------ Document excerpt

Discourse analysis is a commonly used qualitative research method in humanities and social sciences. Despite its common usage, there is not a single definition of discourse and there is not a single way to conduct a discourse analysis. However, precisely because there is not a rigid methodical parameter, discourse analysis offers the researcher flexibility, unlike other methods, such as the quantitative method content analysis and the qualitative method narrative analysis. In media studies, discourse analysis can be applied to analyze media contents from news reports to movie dialogues; it can also be used to analyze audience response gathered from interviews and online forums.

------------

Answer these questions from the discourse analysis text above.
1. In which fields is discourse analysis commonly used?
2. Which two methods does the text contrast discourse analysis with?
3. In media studies, what sources of audience response can it be used to analyze?

------ Data shown

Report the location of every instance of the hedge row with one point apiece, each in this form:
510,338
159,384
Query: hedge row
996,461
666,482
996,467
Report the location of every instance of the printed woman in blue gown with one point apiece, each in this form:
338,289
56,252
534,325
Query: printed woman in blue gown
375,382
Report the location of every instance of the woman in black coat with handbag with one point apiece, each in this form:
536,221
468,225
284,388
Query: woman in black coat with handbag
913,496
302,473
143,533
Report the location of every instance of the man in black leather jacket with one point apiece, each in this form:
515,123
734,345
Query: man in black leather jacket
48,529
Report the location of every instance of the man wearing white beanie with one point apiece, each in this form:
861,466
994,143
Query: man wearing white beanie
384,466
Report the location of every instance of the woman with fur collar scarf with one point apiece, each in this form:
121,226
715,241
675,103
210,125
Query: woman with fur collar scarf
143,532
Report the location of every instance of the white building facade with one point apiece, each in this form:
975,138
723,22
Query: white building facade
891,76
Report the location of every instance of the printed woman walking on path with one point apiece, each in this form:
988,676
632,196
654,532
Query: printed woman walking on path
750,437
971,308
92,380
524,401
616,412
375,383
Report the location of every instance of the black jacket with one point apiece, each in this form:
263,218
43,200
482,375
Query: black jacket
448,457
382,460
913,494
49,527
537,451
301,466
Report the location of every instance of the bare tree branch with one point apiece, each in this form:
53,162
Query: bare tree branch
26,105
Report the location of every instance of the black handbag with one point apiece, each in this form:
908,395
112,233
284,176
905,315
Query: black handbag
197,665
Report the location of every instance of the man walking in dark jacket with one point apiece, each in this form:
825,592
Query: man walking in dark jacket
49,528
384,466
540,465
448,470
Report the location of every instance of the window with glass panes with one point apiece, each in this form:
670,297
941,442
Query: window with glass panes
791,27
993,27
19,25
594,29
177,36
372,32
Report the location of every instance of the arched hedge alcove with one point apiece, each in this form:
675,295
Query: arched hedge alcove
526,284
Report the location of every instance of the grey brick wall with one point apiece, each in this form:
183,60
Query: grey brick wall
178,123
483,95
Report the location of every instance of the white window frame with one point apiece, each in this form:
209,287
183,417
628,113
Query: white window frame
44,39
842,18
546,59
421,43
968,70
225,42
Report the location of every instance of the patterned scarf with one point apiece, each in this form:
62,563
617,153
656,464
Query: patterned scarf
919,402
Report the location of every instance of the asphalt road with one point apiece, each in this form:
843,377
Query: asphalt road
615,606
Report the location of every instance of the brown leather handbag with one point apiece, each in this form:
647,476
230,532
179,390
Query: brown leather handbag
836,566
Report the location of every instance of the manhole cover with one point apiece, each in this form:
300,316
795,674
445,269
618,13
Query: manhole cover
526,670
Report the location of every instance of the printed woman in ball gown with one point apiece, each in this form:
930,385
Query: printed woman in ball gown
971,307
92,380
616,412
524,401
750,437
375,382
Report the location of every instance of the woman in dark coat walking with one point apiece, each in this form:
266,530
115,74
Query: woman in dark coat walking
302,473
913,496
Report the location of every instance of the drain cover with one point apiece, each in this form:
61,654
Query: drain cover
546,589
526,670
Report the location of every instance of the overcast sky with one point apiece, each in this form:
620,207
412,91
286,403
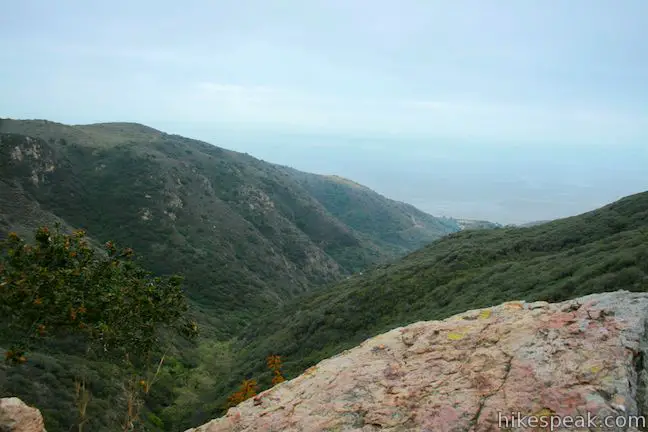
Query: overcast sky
419,77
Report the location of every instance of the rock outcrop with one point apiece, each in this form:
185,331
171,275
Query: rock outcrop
16,416
477,371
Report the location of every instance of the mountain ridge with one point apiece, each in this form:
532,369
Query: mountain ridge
185,204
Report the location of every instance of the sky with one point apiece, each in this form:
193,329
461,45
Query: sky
506,110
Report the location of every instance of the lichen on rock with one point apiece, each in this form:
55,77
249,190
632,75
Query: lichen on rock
469,371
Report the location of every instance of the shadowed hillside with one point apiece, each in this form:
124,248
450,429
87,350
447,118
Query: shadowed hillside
603,250
247,234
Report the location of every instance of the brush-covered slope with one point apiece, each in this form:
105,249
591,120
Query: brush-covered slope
246,234
602,250
393,225
471,372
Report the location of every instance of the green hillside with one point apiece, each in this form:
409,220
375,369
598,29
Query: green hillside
603,250
247,234
392,225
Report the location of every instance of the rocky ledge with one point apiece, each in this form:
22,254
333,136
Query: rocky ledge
16,416
477,371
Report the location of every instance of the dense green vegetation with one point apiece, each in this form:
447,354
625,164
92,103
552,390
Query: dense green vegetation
247,236
269,256
603,250
60,295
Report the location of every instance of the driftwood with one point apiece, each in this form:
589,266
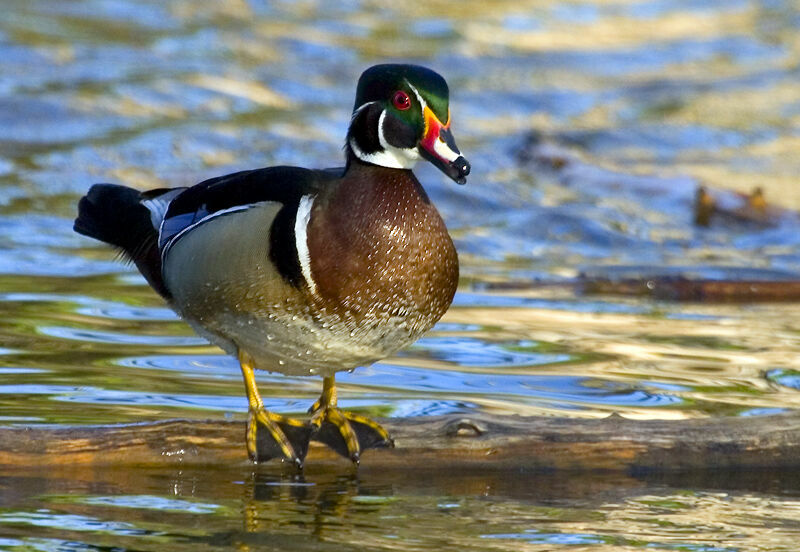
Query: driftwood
461,442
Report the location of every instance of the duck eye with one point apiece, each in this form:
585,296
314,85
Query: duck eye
401,100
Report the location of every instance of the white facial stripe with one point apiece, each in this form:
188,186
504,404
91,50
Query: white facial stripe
391,156
422,103
301,240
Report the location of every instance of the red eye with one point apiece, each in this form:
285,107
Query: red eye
401,100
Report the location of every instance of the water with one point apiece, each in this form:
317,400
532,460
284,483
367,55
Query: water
645,101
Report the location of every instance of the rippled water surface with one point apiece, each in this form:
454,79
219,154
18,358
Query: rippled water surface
589,126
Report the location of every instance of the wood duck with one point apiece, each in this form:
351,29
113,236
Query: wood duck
303,271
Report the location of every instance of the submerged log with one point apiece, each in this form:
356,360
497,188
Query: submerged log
473,441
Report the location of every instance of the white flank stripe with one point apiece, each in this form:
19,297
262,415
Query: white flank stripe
158,206
301,240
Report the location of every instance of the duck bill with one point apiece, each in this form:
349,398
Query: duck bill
439,147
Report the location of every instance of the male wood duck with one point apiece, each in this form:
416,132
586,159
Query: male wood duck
303,271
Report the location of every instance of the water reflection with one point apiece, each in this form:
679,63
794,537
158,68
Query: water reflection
264,509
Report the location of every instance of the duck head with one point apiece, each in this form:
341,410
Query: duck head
402,113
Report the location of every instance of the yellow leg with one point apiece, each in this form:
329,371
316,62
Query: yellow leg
275,424
354,432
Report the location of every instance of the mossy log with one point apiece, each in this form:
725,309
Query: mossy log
473,441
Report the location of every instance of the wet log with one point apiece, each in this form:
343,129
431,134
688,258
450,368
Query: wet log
473,441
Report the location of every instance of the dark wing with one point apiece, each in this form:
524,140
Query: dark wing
123,217
225,195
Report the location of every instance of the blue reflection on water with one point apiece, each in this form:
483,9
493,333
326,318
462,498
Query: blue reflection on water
72,522
98,336
153,502
466,351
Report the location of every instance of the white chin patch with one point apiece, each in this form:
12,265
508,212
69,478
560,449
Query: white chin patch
392,157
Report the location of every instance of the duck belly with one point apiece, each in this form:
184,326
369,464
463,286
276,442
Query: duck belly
223,284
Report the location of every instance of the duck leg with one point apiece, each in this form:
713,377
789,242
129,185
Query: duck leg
346,433
271,435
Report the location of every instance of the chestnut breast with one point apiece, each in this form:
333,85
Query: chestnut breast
379,250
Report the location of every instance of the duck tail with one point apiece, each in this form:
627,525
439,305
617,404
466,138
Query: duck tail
119,216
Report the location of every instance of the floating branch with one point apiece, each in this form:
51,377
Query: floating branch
474,441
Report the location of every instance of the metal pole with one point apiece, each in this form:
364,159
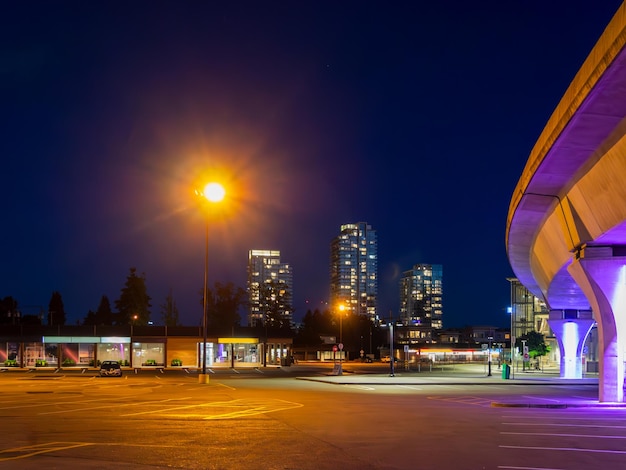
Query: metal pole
391,355
204,377
489,359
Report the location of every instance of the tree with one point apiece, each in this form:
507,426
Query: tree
223,304
535,342
56,311
133,306
169,311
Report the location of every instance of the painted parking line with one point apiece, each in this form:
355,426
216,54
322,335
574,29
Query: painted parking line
464,399
30,451
118,405
221,410
566,449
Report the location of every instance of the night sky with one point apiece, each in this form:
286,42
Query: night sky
416,117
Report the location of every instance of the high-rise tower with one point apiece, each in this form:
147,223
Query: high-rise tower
270,289
421,296
354,270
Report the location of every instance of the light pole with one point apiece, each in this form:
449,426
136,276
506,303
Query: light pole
490,338
342,307
212,192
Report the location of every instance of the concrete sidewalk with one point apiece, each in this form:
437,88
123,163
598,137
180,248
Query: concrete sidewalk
470,375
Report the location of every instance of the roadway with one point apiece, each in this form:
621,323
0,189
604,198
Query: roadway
303,418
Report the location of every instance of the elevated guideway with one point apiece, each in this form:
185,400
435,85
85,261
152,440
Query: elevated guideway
566,227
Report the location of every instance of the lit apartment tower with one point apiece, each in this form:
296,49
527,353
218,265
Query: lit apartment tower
421,295
269,281
354,270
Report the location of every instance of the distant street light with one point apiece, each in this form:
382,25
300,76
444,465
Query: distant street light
490,338
212,192
341,308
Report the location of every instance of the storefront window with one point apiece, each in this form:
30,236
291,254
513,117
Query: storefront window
148,354
114,352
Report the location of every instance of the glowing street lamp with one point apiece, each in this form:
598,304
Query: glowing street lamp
212,192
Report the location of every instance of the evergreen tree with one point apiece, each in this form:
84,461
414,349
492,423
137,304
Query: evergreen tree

------------

Task output
1. Humanities and social sciences.
2. Content analysis (a quantitative method) and narrative analysis (a qualitative method).
3. Interviews and online forums.